PAGE EXTRACT
-- Opening Marker --

Transfersomes are yet another type of liposomes, and are highly deformable lipid aggregates which are attractive candidates for drug delivery vehicles. Transfersomes may be described as lipid droplets which are so highly deformable that they are easily able to penetrate through pores which are smaller than the droplet. Transfersomes are adaptable to the environment in which they are used, e.g. they are self-optimizing (adaptive to the shape of pores in the skin), self-repairing, frequently reach their targets without fragmenting, and often self-loading. To make transfersomes it is possible to add surface edge-activators, usually surfactants, to a standard liposomal composition. Transfersomes have been used to deliver serum albumin to the skin. The transfersome-mediated delivery of serum albumin has been shown to be as effective as subcutaneous injection of a solution containing serum albumin.
Surfactants find wide application in formulations such as emulsions (including microemulsions) and liposomes. The most common way of classifying and ranking the properties of the many different types of surfactants, both natural and synthetic, is by the use of the hydrophile/lipophile balance (HLB). The nature of the hydrophilic group (also known as the “head”) provides the most useful means for categorizing the different surfactants used in formulations (Rieger, in Pharmaceutical Dosage Forms, Marcel Dekker, Inc., New York, N.Y., 1988, p. 285).
If the surfactant molecule is not ionized, it is classified as a nonionic surfactant. Nonionic surfactants find wide application in pharmaceutical and cosmetic products and are usable over a wide range of pH values. In general their HLB values range from 2 to about 18 depending on their structure. Nonionic surfactants include nonionic esters such as ethylene glycol esters, propylene glycol esters, glyceryl esters, polyglyceryl esters, sorbitan esters, sucrose esters, and ethoxylated esters. Nonionic alkanolamides and ethers such as fatty alcohol ethoxylates, propoxylated alcohols, and ethoxylated/propoxylated block polymers are also included in this class. The polyoxyethylene surfactants are the most popular members of the nonionic surfactant class.
If the surfactant molecule carries a negative charge when it is dissolved or dispersed in water, the surfactant is classified as anionic. Anionic surfactants include carboxylates such as soaps, acyl lactylates, acyl amides of amino acids, esters of sulfuric acid such as alkyl sulfates and ethoxylated alkyl sulfates, sulfonates such as alkyl benzene sulfonates, acyl isethionates, acyl taurates and sulfosuccinates, and phosphates. The most important members of the anionic surfactant class are the alkyl sulfates and the soaps.

-- Closing Marker --

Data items

-- Opening Marker --

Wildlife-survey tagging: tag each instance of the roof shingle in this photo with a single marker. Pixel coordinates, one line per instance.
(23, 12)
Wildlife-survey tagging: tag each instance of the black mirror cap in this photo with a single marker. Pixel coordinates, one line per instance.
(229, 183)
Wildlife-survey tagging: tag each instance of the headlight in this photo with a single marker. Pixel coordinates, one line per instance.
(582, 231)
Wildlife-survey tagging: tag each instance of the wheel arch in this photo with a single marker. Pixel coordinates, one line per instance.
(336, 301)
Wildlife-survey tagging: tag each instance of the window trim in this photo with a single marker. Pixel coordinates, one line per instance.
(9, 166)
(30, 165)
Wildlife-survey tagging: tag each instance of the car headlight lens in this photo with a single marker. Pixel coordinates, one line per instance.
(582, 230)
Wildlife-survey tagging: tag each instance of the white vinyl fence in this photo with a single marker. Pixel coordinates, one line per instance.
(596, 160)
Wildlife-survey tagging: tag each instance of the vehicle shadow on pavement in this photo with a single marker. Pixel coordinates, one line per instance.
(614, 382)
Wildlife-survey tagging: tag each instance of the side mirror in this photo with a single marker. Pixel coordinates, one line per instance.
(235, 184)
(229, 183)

-- Closing Marker --
-- Opening Marker --

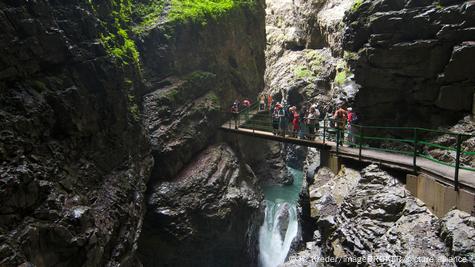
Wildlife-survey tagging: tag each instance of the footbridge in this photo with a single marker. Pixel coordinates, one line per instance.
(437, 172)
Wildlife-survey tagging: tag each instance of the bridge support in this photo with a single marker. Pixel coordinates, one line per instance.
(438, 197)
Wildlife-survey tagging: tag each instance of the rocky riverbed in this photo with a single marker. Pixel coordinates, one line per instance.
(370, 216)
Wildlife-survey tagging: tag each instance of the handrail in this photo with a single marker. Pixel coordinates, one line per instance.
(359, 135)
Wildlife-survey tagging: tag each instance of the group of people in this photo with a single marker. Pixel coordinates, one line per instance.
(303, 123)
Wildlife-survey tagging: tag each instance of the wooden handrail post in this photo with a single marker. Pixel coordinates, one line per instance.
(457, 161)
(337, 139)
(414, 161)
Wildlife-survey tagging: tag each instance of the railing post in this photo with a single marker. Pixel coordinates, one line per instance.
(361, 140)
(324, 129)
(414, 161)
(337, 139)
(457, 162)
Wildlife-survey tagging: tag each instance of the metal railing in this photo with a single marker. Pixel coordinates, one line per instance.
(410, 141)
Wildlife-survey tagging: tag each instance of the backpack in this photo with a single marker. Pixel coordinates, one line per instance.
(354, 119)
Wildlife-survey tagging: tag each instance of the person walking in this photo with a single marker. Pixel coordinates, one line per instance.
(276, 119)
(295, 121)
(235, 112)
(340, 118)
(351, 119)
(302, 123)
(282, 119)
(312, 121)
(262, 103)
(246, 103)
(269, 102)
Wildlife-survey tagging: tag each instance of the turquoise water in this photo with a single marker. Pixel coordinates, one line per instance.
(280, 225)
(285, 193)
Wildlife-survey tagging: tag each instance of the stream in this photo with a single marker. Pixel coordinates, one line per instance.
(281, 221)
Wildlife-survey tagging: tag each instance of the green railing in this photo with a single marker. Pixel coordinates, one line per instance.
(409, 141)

-- Closing Marker --

TASKS AND EXERCISES
a. From the page extract on transfersomes and surfactants, pull out the passage that begins at the words "Surfactants find wide application in formulations" and stops after the words "1988, p. 285).".
b. In the page extract on transfersomes and surfactants, what is the general range of HLB values for nonionic surfactants?
c. Write what comes next in the page extract on transfersomes and surfactants, starting after its final sentence.

WRITTEN ANSWERS
a.
Surfactants find wide application in formulations such as emulsions (including microemulsions) and liposomes. The most common way of classifying and ranking the properties of the many different types of surfactants, both natural and synthetic, is by the use of the hydrophile/lipophile balance (HLB). The nature of the hydrophilic group (also known as the “head”) provides the most useful means for categorizing the different surfactants used in formulations (Rieger, in Pharmaceutical Dosage Forms, Marcel Dekker, Inc., New York, N.Y., 1988, p. 285).

b. From 2 to about 18, depending on their structure.

c.
If the surfactant molecule carries a positive charge when it is dissolved or dispersed in water, the surfactant is classified as cationic. Cationic surfactants include quaternary ammonium salts and ethoxylated amines. The quaternary ammonium salts are the most used members of this class.
If the surfactant molecule has the ability to carry either a positive or negative charge, the surfactant is classified as amphoteric. Amphoteric surfactants include acrylic acid derivatives, substituted alkylamides, N-alkylbetaines and phosphatides.
The use of surfactants in drug products, formulations and in emulsions has been reviewed (Rieger, in Pharmaceutical Dosage Forms, Marcel Dekker, Inc., New York, N.Y., 1988, p. 285).
Penetration Enhancers
In one embodiment, the present invention employs various penetration enhancers to effect the efficient delivery of nucleic acids, particularly dsRNAs, to the skin of animals. Most drugs are present in solution in both ionized and nonionized forms. However, usually only lipid soluble or lipophilic drugs readily cross cell membranes. It has been discovered that even non-lipophilic drugs may cross cell membranes if the membrane to be crossed is treated with a penetration enhancer. In addition to aiding the diffusion of non-lipophilic drugs across cell membranes, penetration enhancers also enhance the permeability of lipophilic drugs.
Penetration enhancers may be classified as belonging to one of five broad categories, i.e., surfactants, fatty acids, bile salts, chelating agents, and non-chelating non-surfactants (Lee et al., Critical Reviews in Therapeutic Drug Carrier Systems, 1991, p. 92). Each of the above mentioned classes of penetration enhancers are described below in greater detail.
Surfactants: In connection with the present invention, surfactants (or “surface-active agents”) are chemical entities which, when dissolved in an aqueous solution, reduce the surface tension of the solution or the interfacial tension between the aqueous solution and another liquid, with the result that absorption of dsRNAs through the mucosa is enhanced. In addition to bile salts and fatty acids, these penetration enhancers include, for example, sodium lauryl sulfate, polyoxyethylene-9-lauryl ether and polyoxyethylene-20-cetyl ether) (Lee et al., Critical Reviews in Therapeutic Drug Carrier Systems, 1991, p. 92); and perfluorochemical emulsions, such as FC-43. Takahashi et al., J. Pharm. Pharmacol., 1988, 40, 252).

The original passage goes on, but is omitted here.